DIRECTION – Copy the lines of the listing below word for word, starting with the line containing "Shot-chart prep: mark the balcony" and ending with the line containing "column 46, row 45", with both of those lines included.
◇ ◇ ◇
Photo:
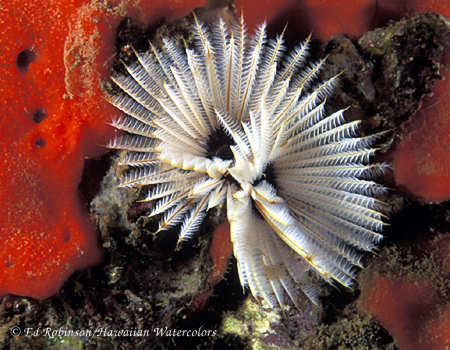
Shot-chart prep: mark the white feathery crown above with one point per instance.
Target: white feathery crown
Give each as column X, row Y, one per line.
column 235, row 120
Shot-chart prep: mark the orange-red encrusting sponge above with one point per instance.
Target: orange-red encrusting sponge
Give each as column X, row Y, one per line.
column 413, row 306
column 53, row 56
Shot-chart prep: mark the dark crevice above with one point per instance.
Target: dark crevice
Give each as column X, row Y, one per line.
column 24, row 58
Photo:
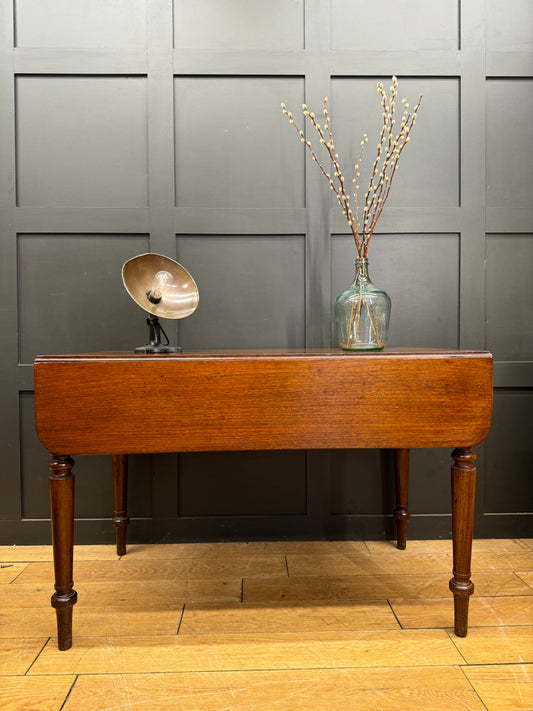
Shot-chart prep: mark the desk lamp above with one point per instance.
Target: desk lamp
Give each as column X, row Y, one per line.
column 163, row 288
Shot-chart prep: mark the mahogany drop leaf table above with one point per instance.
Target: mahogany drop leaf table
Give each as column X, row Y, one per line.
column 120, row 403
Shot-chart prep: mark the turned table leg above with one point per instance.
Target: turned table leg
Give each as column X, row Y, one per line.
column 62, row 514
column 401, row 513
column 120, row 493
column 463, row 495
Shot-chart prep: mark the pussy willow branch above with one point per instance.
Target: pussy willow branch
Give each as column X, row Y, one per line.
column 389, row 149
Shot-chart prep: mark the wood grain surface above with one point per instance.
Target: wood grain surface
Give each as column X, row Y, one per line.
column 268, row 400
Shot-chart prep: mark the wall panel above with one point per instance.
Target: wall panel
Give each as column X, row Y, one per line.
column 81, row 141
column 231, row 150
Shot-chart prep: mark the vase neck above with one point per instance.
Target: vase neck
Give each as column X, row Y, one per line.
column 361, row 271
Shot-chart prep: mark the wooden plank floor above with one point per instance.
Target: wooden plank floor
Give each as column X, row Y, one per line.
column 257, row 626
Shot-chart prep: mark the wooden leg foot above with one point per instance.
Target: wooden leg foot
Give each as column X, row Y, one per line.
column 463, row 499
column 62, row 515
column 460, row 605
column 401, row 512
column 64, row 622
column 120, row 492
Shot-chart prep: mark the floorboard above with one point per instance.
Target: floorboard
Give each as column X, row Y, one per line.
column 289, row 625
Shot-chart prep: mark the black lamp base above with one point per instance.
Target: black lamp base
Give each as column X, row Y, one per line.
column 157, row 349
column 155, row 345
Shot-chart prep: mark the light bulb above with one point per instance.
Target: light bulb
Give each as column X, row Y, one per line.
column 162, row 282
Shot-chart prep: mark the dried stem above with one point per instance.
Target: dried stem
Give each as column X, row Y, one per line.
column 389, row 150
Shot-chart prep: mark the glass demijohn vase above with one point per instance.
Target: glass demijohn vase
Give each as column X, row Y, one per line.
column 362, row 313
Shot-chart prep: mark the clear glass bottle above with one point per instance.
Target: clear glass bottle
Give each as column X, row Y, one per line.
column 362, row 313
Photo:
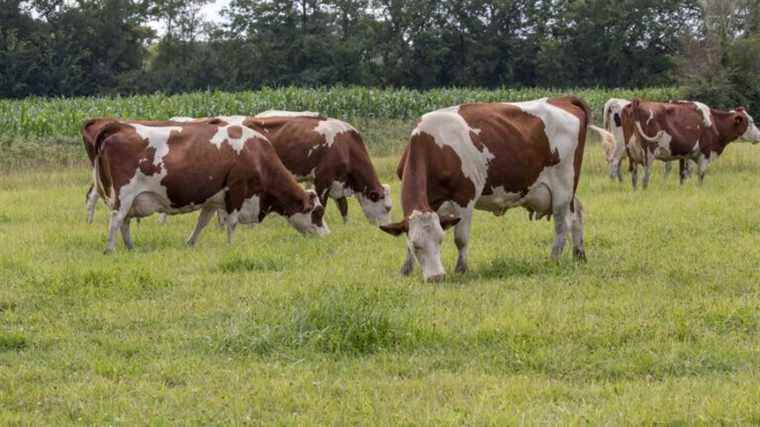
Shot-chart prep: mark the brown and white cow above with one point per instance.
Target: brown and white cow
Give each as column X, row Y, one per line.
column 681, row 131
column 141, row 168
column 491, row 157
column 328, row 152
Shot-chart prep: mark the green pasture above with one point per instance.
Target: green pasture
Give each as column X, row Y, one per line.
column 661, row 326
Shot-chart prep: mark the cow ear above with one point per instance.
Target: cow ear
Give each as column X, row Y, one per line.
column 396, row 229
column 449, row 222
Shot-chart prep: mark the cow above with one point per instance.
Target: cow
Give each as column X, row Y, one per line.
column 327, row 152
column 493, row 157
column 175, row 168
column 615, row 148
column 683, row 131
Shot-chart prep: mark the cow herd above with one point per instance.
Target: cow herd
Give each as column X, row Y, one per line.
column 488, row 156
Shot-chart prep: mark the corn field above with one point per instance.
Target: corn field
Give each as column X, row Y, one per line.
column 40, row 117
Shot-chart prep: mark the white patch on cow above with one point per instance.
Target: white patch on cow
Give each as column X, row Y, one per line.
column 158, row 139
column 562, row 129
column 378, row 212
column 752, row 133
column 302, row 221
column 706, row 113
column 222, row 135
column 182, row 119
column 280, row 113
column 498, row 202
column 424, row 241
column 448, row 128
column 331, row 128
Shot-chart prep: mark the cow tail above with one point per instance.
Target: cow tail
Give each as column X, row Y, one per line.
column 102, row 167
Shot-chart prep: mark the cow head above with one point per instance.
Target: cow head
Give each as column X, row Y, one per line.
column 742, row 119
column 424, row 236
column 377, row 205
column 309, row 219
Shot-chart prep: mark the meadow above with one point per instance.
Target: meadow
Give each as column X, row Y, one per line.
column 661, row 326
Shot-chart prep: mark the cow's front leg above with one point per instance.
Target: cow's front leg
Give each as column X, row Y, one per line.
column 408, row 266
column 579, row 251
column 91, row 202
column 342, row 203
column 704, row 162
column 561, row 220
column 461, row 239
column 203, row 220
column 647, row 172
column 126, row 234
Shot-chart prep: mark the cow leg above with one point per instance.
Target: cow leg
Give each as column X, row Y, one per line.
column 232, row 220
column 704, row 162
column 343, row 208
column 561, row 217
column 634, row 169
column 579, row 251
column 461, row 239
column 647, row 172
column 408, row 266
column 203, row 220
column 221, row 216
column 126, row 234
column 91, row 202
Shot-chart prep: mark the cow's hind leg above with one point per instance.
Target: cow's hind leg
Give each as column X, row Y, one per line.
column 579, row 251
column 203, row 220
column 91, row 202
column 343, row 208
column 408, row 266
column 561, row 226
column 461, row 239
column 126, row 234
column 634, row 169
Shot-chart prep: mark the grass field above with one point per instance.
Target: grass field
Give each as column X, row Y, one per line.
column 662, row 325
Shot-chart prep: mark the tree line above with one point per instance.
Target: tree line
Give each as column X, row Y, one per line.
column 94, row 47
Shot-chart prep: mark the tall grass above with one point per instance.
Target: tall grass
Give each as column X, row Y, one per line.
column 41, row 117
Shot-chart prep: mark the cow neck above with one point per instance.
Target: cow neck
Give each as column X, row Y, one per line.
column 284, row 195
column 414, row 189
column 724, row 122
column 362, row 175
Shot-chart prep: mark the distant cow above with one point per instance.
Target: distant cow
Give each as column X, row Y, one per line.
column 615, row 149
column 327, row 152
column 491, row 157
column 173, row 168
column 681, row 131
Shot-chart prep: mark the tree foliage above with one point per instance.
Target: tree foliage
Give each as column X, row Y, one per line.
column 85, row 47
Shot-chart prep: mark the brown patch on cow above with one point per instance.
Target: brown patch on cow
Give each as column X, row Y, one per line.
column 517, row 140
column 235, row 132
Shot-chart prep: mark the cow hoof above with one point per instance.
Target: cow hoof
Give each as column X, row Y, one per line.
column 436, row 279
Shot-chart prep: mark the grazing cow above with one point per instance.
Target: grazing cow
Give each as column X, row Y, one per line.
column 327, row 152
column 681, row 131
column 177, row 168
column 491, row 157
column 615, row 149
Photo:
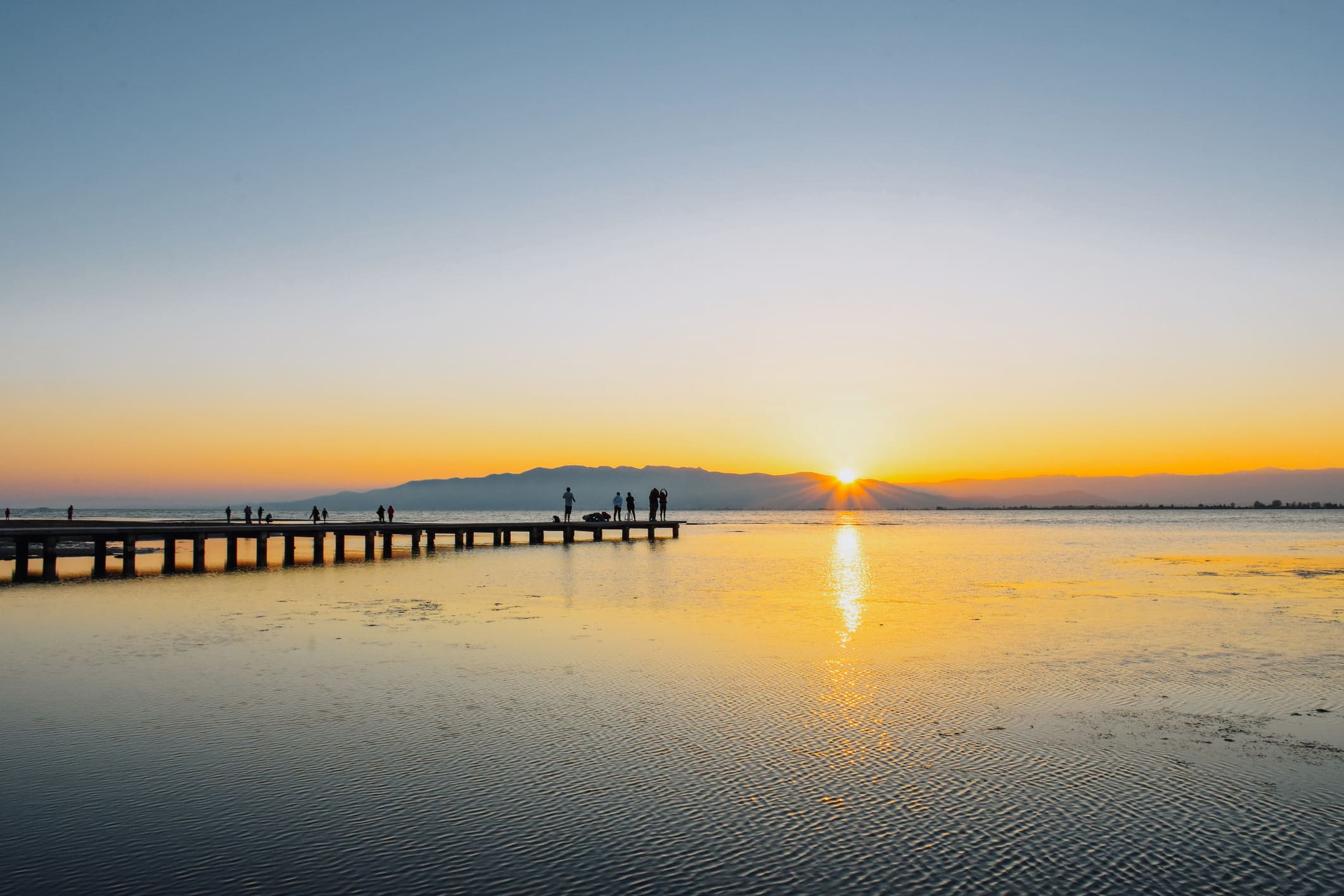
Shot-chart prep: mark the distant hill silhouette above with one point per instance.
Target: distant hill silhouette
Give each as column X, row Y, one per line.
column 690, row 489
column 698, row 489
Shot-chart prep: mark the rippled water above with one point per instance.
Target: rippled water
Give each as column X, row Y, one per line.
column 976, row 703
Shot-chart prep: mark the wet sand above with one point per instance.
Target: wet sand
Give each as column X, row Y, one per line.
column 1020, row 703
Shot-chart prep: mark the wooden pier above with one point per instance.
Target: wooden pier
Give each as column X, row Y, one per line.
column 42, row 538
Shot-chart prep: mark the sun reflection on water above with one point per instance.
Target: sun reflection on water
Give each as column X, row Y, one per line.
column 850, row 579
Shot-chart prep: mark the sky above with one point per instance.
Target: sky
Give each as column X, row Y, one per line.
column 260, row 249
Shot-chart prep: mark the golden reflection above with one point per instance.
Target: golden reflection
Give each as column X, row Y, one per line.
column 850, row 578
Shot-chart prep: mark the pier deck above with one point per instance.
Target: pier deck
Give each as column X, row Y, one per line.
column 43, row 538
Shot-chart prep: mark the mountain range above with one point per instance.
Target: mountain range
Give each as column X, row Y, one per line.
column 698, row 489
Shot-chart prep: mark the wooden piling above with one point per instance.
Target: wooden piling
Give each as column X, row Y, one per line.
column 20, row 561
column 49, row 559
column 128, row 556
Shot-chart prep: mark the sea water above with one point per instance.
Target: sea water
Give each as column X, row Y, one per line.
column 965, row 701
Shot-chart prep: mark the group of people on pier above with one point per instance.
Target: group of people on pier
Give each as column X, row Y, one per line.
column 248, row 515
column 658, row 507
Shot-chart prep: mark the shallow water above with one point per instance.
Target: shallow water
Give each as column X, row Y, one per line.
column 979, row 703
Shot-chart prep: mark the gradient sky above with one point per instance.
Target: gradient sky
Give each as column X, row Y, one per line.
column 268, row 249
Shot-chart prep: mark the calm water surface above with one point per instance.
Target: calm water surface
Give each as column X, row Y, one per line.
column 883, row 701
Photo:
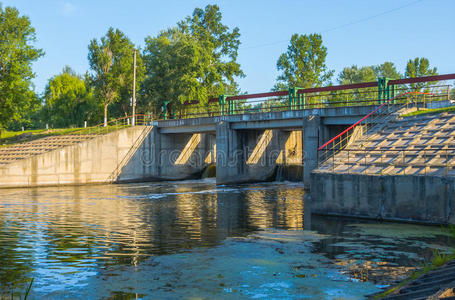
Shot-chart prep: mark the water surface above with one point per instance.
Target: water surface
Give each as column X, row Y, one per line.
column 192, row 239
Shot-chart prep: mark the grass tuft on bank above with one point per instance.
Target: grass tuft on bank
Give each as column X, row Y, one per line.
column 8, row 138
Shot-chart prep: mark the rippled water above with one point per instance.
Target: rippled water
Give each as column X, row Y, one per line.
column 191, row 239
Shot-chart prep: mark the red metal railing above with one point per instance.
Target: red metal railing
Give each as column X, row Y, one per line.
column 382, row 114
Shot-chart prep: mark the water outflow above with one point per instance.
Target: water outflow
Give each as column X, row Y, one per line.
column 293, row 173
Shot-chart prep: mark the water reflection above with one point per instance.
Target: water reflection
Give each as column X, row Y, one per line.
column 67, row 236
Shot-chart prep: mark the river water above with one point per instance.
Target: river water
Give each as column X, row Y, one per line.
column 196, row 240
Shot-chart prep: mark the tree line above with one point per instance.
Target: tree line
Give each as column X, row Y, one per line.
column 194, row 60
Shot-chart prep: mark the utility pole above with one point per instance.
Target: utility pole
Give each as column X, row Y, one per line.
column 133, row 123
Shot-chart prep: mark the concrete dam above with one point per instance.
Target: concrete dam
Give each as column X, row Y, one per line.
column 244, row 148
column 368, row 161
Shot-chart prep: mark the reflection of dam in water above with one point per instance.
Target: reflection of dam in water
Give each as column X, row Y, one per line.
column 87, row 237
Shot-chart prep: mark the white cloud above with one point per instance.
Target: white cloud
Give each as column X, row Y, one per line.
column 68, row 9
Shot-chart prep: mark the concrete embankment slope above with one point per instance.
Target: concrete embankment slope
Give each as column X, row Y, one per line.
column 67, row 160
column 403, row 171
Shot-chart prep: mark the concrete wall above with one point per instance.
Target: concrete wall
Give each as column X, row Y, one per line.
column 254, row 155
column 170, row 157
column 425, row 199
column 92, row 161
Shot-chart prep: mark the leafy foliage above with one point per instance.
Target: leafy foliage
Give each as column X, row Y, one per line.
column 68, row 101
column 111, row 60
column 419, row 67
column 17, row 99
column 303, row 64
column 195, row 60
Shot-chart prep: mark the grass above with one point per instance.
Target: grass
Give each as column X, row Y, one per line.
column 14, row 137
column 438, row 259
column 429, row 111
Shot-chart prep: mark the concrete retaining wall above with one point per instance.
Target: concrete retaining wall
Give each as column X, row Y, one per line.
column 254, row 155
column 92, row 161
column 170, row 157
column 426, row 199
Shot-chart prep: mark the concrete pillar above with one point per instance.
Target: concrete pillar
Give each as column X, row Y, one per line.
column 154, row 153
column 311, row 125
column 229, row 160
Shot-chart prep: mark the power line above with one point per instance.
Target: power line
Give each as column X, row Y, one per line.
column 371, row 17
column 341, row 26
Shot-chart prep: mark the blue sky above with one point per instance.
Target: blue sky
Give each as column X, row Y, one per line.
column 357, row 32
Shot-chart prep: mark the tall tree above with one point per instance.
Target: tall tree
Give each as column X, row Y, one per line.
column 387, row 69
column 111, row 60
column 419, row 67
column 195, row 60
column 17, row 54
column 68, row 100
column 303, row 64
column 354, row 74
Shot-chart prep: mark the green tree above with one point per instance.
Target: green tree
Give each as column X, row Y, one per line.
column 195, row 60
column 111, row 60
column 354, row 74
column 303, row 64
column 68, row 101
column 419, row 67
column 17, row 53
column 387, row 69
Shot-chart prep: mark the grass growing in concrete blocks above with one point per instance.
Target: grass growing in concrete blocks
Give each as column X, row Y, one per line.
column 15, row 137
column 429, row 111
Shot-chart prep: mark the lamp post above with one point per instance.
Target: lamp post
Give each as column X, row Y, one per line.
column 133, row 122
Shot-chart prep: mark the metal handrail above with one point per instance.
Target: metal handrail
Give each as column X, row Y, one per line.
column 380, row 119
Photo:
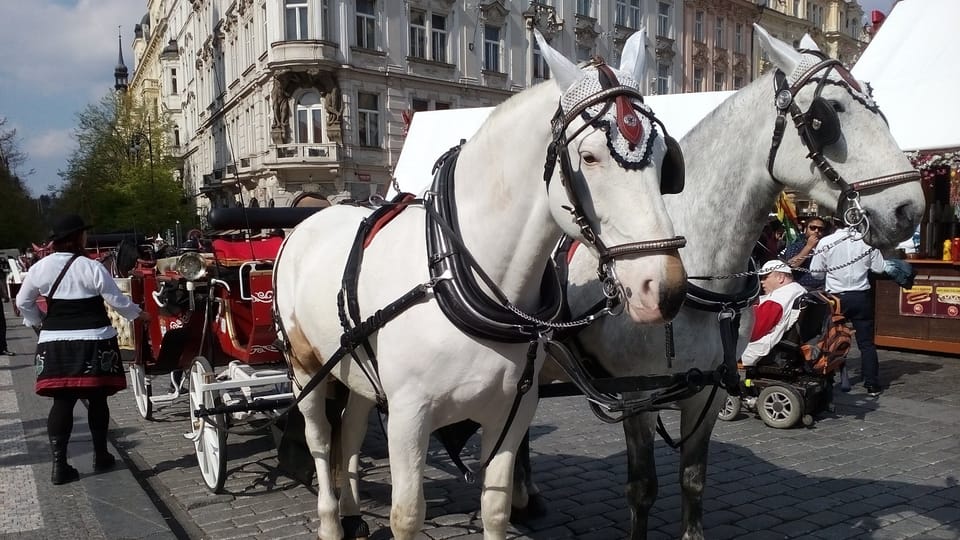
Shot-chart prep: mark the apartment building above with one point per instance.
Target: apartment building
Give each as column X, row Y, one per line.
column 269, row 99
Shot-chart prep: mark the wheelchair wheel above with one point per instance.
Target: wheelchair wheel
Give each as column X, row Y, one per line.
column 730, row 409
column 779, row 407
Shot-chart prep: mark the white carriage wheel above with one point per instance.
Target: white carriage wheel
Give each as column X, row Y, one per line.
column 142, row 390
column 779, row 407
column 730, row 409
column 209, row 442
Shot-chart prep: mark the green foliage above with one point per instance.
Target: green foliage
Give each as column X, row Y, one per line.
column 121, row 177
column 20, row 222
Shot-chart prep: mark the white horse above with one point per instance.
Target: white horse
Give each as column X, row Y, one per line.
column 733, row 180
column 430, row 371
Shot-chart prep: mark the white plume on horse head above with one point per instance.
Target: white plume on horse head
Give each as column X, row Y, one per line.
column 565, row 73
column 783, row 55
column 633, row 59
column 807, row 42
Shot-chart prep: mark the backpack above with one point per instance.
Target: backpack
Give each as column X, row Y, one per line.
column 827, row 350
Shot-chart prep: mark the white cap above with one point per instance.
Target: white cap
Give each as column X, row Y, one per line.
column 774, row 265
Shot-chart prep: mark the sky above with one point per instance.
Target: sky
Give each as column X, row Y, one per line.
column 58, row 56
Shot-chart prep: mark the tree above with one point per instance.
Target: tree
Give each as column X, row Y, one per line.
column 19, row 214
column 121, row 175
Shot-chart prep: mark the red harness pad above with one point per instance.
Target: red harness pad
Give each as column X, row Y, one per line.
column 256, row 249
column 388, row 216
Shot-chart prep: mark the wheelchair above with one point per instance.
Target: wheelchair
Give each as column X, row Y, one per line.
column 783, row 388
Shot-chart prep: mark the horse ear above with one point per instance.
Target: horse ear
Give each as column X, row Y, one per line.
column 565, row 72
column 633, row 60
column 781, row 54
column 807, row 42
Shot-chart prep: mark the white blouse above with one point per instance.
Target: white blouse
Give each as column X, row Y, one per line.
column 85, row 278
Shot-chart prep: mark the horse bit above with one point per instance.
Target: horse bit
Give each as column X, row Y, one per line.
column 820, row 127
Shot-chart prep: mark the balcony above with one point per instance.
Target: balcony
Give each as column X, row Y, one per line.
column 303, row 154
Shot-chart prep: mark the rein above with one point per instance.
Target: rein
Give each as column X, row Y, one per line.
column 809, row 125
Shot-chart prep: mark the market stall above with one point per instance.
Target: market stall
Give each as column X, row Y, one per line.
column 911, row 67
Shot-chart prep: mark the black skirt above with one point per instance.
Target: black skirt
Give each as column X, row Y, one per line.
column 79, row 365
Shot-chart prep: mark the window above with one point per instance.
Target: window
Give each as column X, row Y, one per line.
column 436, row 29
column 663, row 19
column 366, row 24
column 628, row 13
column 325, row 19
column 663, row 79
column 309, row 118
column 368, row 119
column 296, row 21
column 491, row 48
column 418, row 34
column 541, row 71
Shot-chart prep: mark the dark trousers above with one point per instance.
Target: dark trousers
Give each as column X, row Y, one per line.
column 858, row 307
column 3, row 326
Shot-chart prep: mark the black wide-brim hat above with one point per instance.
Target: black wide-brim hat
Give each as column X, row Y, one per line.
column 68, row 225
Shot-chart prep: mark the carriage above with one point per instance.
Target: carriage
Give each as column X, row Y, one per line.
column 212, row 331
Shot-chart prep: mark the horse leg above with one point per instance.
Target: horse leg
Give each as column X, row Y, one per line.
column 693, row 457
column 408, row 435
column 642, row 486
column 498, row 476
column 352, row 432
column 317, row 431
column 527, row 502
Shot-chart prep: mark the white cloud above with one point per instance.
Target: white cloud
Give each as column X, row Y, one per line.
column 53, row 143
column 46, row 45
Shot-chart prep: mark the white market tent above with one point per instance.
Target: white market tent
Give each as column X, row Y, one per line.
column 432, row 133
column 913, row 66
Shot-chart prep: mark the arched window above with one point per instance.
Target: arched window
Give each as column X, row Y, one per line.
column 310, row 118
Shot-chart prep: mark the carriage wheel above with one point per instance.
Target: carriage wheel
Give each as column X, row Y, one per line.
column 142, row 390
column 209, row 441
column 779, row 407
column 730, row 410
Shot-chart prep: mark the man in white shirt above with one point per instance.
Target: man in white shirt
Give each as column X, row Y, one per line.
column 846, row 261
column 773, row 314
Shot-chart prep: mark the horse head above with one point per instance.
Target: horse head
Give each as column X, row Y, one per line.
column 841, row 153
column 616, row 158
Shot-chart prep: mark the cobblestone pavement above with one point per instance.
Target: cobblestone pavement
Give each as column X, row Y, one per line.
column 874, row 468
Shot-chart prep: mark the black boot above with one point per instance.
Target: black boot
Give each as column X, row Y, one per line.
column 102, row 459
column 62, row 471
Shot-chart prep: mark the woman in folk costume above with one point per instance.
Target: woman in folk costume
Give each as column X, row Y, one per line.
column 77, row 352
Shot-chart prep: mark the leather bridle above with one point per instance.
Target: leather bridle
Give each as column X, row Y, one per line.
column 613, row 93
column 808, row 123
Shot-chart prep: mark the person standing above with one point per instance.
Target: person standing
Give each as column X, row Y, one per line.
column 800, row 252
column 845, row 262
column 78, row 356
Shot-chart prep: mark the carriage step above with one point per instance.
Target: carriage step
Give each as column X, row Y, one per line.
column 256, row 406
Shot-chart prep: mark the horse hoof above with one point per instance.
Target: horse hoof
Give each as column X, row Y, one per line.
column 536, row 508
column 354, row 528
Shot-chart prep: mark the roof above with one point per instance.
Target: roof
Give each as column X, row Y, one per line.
◇ ◇ ◇
FINISHED TASK –
Shot-chart prep: mark the balcony above with one point per instance.
Target: balcony
Give each as column X, row Y, one per line.
column 303, row 154
Shot-chart prep: mark the rein above with one point per instance.
Target: rein
Give each as column X, row Y, one per line.
column 809, row 125
Shot-chart prep: mark the market stall above with one point per instance.
Target: market stall
Give each as column X, row Y, one per line.
column 911, row 67
Shot-chart prep: mark the black skirt above with one point per instance.
Target: black skirt
Give each as column X, row Y, one per line.
column 79, row 365
Shot-chart prep: mark the window above with one point per instance.
Target: window
Give each as column X, row Y, one per line.
column 436, row 29
column 663, row 19
column 366, row 24
column 628, row 13
column 325, row 19
column 663, row 79
column 309, row 118
column 368, row 119
column 296, row 21
column 491, row 48
column 418, row 34
column 541, row 71
Shot-chart prep: mark the dark trousers above with one point per instance.
Target: dark trousers
Give each as column X, row Y, one per line.
column 858, row 307
column 3, row 326
Shot-chart prep: mark the black wide-brim hat above with one point per instance.
Target: black wide-brim hat
Give each as column X, row Y, one per line.
column 68, row 225
Shot-chart prep: mark the carriage above with one point per instance.
Target: carriage
Give each as column X, row Y, one per line.
column 212, row 331
Shot-chart prep: mark the horse leg above with one point per instance.
Target: horse leg
Give each as column X, row Y, one per line.
column 693, row 457
column 408, row 435
column 642, row 486
column 498, row 476
column 352, row 432
column 317, row 431
column 527, row 502
Shot-chart prep: mark the white cloud above with one point per instance.
Target: white cloud
Give each as column X, row Y, one per line.
column 53, row 143
column 46, row 45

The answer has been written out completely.